* Reading text *
SHEFFIELD -- You may very well have had lettuce or mesclun greens from Equinox Farm. The farm, run by Ted Dobson for the last 30 years, supplies 80 restaurants -- 25 in Manhattan, 30 to 40 in Boston and 30 to 40 in Berkshire County.
Dobson, in his 50s now and also a Sheffield Selectman, has always been a farmer. Originally from New Jersey, he started farming in 1983 after attending UC Santa Cruz and studying intensive biodynamic techniques.
He and his then-wife first worked at a large organic farm in Mendocino, but "we decided we didn't want to settle in California. We were starting to feel very much like displaced East Coasters," he said.
Dobson's family had a farmhouse in Hillsdale, N.Y. with some land, so they started the farm there. This is his 12th season in Sheffield.
"It really was a divine time to start a small organic farm," he said.
That was a dark time in American food culture -- lots of prewrapped stuff, lots of bulk-order restaurant food; "the height of iceberg lettuce," Dobson said.
He started supplying a handful of restaurants, like The Old Mill in Sheffield and The Red Lion Inn in Stockbridge, with chefs who, he says, understood the idea that local greens were fresher and better.
"There were chefs in the ‘80s here in South County that really were instrumental in creating this farm-to-table movement," Dobson said. "It makes me happy to look around and see what's happened in 30 years."
Then, Dobson remembered, there were mostly dairy operations in the Berkshires; now, of course, the Berkshires and the Hudson Valley have taken a sharp move toward eating local and buying products that are produced in smaller quantity.
The farm is not organic -- Dobson described himself as a "biological farmer": "We're embracing all technology that works, excepting the use of petrochemicals and genetically altered crops," he said.
The greens at Equinox are produced year-round, and an average day entails between 200 and 300 cases of lettuce and mesclun mixes. It's generally a 12-hour day, with a lot of deliveries (Guido's Fresh Marketplace, which sells Equinox Lettuce, takes his products to Boston).
New lettuce is planted every five days, and it's harvested when it's young and crisp, around 1 1 2 to 2 inches long.
Growing all year doesn't really insulate Equinox Farm from losing money.
"It's unpredictable from one year to the next," Dobson said. "We started this summer with 22 inches of rain. Half my crop was wiped out you need a decent growing season to make a living, or you're really up shit's creek."

* Material supplied *

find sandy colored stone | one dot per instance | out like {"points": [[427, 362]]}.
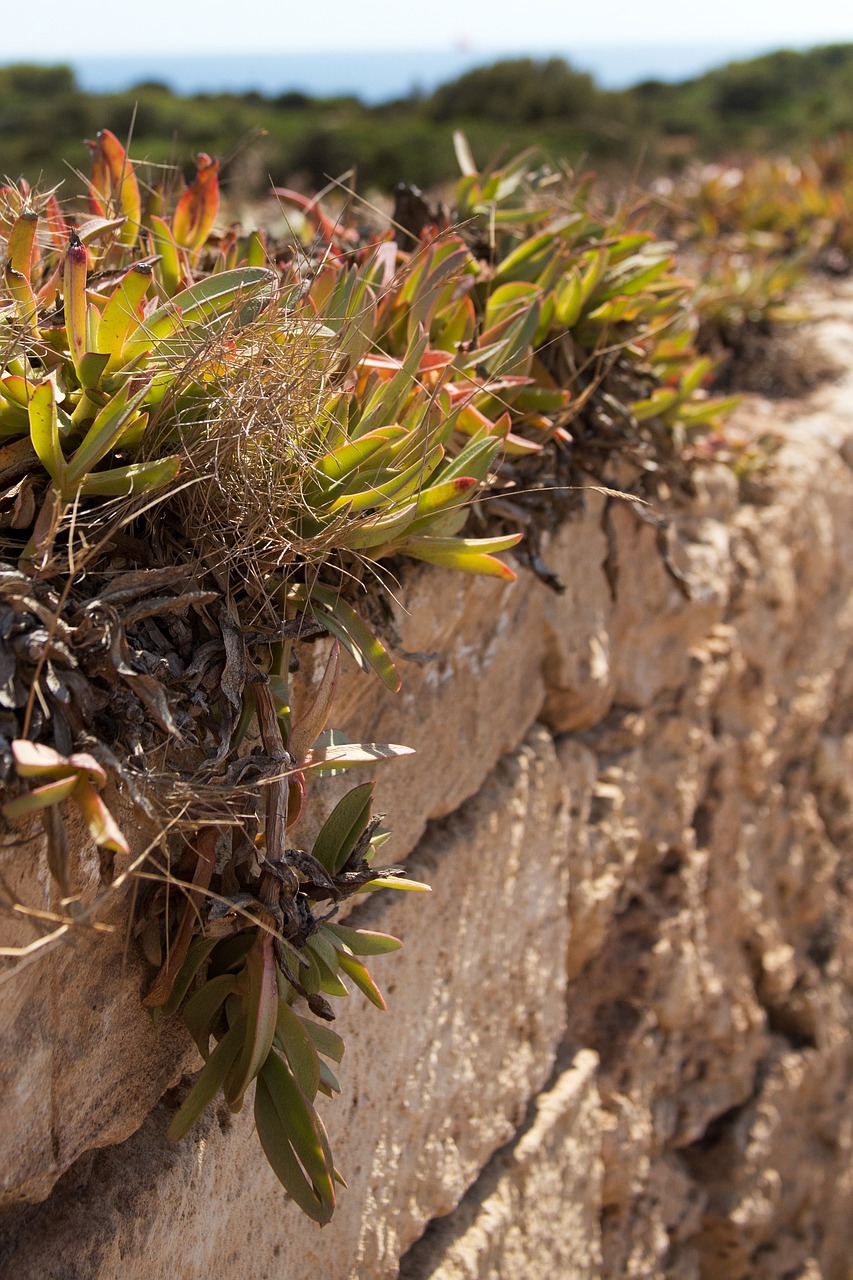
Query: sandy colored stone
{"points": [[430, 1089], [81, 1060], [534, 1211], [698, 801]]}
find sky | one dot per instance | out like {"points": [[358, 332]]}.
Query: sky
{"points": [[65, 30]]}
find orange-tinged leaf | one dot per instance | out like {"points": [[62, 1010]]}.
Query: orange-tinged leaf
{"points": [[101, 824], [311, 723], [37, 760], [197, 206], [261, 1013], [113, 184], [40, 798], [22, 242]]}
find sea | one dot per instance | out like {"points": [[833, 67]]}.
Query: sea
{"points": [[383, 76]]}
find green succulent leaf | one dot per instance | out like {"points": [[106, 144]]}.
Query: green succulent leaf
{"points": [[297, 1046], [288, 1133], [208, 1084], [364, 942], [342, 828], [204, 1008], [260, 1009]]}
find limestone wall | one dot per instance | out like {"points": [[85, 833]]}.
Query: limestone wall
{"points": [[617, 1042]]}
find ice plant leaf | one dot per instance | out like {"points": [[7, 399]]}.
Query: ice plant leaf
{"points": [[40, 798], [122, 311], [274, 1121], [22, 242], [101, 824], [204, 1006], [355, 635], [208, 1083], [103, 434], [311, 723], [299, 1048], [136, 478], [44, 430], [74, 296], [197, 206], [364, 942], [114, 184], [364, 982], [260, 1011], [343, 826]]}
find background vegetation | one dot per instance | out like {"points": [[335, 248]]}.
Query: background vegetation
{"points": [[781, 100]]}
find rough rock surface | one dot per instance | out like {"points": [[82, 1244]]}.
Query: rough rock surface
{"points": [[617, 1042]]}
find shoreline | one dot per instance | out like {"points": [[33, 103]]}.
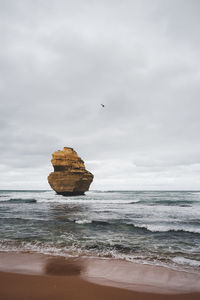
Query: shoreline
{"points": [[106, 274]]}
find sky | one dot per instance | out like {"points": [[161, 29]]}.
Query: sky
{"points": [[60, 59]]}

* Questions on the material *
1 - Decide whether each statement below agrees with the article about Equinox Farm, answering yes or no and quoting the words of the article that settle it. (a) Ted Dobson began farming in 1983. (b) Equinox Farm is an organic farm. (c) Equinox Farm supplies 25 restaurants in Manhattan.
2 - According to the article about Equinox Farm, how many cases of lettuce and mesclun mixes does an average day at the farm entail?

* Responses for each task *
1 -
(a) Yes: "he started farming in 1983"
(b) No: "The farm is not organic"
(c) Yes: "25 in Manhattan"

2 - Between 200 and 300 cases.